### Task description
Please convert the listing below into a JSON list of strings, with one string for each line and blank lines left out.

[Collection entries]
^^^^^^^^^^^^^^^^

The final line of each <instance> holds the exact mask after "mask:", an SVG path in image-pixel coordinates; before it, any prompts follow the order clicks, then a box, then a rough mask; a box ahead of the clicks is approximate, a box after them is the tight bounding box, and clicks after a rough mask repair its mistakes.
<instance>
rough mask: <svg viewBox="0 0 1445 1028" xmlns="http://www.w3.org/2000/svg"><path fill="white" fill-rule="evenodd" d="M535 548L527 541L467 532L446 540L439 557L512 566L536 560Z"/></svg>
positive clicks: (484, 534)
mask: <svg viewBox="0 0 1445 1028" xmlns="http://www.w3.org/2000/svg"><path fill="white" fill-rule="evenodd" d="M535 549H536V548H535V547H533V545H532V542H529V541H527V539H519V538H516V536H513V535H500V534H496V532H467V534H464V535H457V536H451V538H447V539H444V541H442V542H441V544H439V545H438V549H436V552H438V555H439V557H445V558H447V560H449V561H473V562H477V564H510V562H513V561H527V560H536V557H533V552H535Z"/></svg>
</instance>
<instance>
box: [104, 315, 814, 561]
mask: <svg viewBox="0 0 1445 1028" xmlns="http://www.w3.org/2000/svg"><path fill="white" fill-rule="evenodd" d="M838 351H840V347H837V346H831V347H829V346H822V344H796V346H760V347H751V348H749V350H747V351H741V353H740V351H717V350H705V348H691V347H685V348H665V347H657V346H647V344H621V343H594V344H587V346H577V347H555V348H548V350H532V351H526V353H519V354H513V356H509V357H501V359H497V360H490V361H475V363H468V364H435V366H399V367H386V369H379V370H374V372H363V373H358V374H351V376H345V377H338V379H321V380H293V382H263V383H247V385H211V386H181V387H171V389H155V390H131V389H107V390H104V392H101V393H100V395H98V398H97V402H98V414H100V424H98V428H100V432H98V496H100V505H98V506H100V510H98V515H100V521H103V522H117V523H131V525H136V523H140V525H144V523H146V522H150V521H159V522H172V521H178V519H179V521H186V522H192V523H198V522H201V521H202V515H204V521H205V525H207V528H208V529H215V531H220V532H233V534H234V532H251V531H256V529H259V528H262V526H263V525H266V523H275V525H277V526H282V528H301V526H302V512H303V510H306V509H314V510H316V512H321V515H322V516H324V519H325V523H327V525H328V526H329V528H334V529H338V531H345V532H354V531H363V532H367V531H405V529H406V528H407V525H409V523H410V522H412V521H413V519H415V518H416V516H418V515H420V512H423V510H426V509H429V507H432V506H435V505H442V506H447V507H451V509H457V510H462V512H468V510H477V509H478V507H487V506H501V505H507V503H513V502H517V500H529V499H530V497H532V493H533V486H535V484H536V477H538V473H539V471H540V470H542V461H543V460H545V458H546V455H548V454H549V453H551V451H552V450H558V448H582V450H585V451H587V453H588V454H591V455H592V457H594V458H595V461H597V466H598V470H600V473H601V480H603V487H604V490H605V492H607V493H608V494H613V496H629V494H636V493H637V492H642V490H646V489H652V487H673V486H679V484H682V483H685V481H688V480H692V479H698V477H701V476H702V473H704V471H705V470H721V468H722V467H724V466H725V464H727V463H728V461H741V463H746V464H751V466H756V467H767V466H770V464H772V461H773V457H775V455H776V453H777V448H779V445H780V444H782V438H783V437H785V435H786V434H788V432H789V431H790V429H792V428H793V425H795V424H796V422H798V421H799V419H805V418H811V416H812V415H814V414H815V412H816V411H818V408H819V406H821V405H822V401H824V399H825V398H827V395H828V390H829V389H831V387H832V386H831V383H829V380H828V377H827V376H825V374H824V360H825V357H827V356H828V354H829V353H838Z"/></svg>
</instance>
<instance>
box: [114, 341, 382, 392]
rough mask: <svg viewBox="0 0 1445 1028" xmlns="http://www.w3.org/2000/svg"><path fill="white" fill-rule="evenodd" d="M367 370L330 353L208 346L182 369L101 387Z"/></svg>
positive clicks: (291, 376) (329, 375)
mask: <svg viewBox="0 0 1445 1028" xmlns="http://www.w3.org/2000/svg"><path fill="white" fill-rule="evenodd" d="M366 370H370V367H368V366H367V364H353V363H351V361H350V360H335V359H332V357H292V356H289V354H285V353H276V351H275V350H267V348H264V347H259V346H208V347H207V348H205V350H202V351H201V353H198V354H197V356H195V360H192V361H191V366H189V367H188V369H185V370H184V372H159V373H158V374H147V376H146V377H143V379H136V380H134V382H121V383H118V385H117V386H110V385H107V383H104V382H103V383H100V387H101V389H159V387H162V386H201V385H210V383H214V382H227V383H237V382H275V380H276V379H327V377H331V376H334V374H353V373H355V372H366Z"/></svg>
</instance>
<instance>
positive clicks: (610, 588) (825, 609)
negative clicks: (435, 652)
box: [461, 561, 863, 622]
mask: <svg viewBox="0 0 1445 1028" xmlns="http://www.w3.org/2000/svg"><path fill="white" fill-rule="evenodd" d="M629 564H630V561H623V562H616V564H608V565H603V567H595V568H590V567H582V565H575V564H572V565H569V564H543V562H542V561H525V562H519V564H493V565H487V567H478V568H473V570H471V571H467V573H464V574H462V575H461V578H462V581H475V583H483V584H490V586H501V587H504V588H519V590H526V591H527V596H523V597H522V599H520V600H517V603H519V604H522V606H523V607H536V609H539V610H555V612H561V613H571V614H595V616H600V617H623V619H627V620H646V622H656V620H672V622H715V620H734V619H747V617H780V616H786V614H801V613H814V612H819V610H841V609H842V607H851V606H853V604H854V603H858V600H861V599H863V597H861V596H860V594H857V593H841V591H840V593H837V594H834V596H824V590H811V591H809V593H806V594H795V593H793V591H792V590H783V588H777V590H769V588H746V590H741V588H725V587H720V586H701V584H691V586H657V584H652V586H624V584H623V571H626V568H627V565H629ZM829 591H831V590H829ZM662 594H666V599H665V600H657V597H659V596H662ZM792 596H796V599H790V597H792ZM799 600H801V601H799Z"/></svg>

^^^^^^^^^^^^^^^^

### Expected output
[
  "The final line of each <instance> holds the exact mask after \"mask:\", an SVG path in image-pixel coordinates; before it, any prompts follow the order clicks, then a box, then a rough mask; a box ahead of the clicks is approximate, a box after them is the tight bounding box, and clicks after a rough mask repair its mistakes.",
  "<instance>",
  "rough mask: <svg viewBox=\"0 0 1445 1028\" xmlns=\"http://www.w3.org/2000/svg\"><path fill=\"white\" fill-rule=\"evenodd\" d=\"M535 548L527 541L467 532L446 540L439 557L512 566L536 560Z\"/></svg>",
  "positive clicks: (484, 534)",
  "mask: <svg viewBox=\"0 0 1445 1028\" xmlns=\"http://www.w3.org/2000/svg\"><path fill=\"white\" fill-rule=\"evenodd\" d=\"M535 549H536V548H535V547H533V545H532V542H529V541H527V539H519V538H516V536H513V535H500V534H496V532H467V534H464V535H457V536H451V538H447V539H444V541H442V542H441V544H439V545H438V549H436V552H438V555H439V557H445V558H447V560H449V561H473V562H477V564H510V562H513V561H527V560H536V557H533V552H535Z\"/></svg>",
  "</instance>",
  "<instance>",
  "box: [104, 315, 814, 561]",
  "mask: <svg viewBox=\"0 0 1445 1028\" xmlns=\"http://www.w3.org/2000/svg\"><path fill=\"white\" fill-rule=\"evenodd\" d=\"M838 351H840V347H837V346H831V347H829V346H822V344H796V346H760V347H751V348H749V350H747V351H741V353H740V351H717V350H705V348H691V347H685V348H665V347H657V346H647V344H621V343H594V344H587V346H577V347H555V348H548V350H532V351H526V353H519V354H513V356H509V357H501V359H497V360H490V361H475V363H468V364H435V366H399V367H386V369H379V370H374V372H363V373H358V374H351V376H345V377H338V379H321V380H293V382H263V383H247V385H211V386H181V387H171V389H155V390H131V389H107V390H104V392H101V393H100V395H98V398H97V402H98V414H100V424H98V428H100V432H98V496H100V505H98V506H100V510H98V515H100V521H103V522H117V523H131V525H136V523H140V525H144V523H146V522H150V521H159V522H172V521H178V519H179V521H186V522H192V523H198V522H201V521H202V515H204V521H205V525H207V528H208V529H215V531H220V532H233V534H234V532H251V531H256V529H259V528H262V526H263V525H266V523H275V525H277V526H282V528H301V526H302V512H303V510H306V509H314V510H316V512H321V515H322V516H324V519H325V523H327V525H328V526H329V528H334V529H338V531H345V532H354V531H363V532H367V531H405V529H406V528H407V525H409V523H410V522H412V521H413V519H415V518H416V516H418V515H420V512H423V510H426V509H429V507H432V506H435V505H442V506H447V507H451V509H457V510H462V512H468V510H477V509H478V507H487V506H501V505H507V503H513V502H517V500H529V499H530V497H532V493H533V486H535V484H536V477H538V473H539V471H540V470H542V461H543V460H545V458H546V455H548V454H549V453H551V451H552V450H558V448H582V450H585V451H587V453H588V454H591V455H592V457H594V458H595V461H597V466H598V470H600V473H601V480H603V487H604V490H605V492H607V493H608V494H613V496H629V494H636V493H637V492H642V490H646V489H652V487H673V486H679V484H682V483H685V481H688V480H692V479H698V477H701V476H702V473H704V471H705V470H721V468H722V467H724V466H725V464H727V463H728V461H741V463H746V464H751V466H756V467H767V466H770V464H772V461H773V457H775V455H776V453H777V448H779V445H780V444H782V438H783V437H785V435H786V434H788V432H789V431H790V429H792V428H793V425H795V424H796V422H798V421H799V419H805V418H811V416H812V415H814V414H815V412H816V411H818V408H819V406H821V405H822V401H824V399H825V398H827V395H828V390H829V389H831V387H832V386H831V383H829V380H828V377H827V376H825V374H824V360H825V357H827V356H828V354H829V353H838Z\"/></svg>",
  "</instance>",
  "<instance>",
  "box: [114, 341, 382, 392]",
  "rough mask: <svg viewBox=\"0 0 1445 1028\" xmlns=\"http://www.w3.org/2000/svg\"><path fill=\"white\" fill-rule=\"evenodd\" d=\"M367 370L330 353L208 346L182 369L101 387Z\"/></svg>",
  "positive clicks: (291, 376) (329, 375)",
  "mask: <svg viewBox=\"0 0 1445 1028\" xmlns=\"http://www.w3.org/2000/svg\"><path fill=\"white\" fill-rule=\"evenodd\" d=\"M366 370H370V367H368V366H367V364H353V363H351V361H350V360H335V359H332V357H292V356H289V354H285V353H276V351H275V350H267V348H264V347H259V346H208V347H207V348H205V350H202V351H201V353H198V354H197V356H195V360H192V361H191V366H189V367H188V369H185V370H184V372H159V373H158V374H147V376H146V377H143V379H136V380H134V382H121V383H118V385H117V386H110V385H107V383H104V382H103V383H100V387H101V389H159V387H162V386H201V385H210V383H214V382H227V383H237V382H275V380H276V379H327V377H331V376H334V374H353V373H355V372H366Z\"/></svg>",
  "</instance>",
  "<instance>",
  "positive clicks: (610, 588) (825, 609)",
  "negative clicks: (435, 652)",
  "box: [461, 561, 863, 622]",
  "mask: <svg viewBox=\"0 0 1445 1028\" xmlns=\"http://www.w3.org/2000/svg\"><path fill=\"white\" fill-rule=\"evenodd\" d=\"M629 564H630V561H623V562H616V564H608V565H603V567H595V568H590V567H582V565H575V564H572V565H569V564H543V562H542V561H525V562H519V564H493V565H487V567H478V568H473V570H471V571H467V573H464V574H462V575H461V578H462V581H475V583H483V584H490V586H501V587H504V588H519V590H526V591H527V596H523V597H522V599H520V600H517V603H519V604H522V606H523V607H536V609H539V610H555V612H561V613H571V614H595V616H600V617H623V619H627V620H646V622H656V620H672V622H715V620H734V619H747V617H780V616H786V614H801V613H814V612H819V610H841V609H842V607H851V606H853V604H854V603H858V600H861V599H863V597H861V596H860V594H857V593H841V591H840V593H837V594H834V596H824V590H811V591H809V593H806V594H795V593H793V591H792V590H783V588H777V590H769V588H746V590H741V588H725V587H720V586H701V584H691V586H657V584H652V586H624V584H623V571H626V568H627V565H629ZM829 591H831V590H829ZM662 594H666V599H665V600H657V597H659V596H662ZM792 596H796V599H790V597H792ZM799 600H801V601H799Z\"/></svg>"
]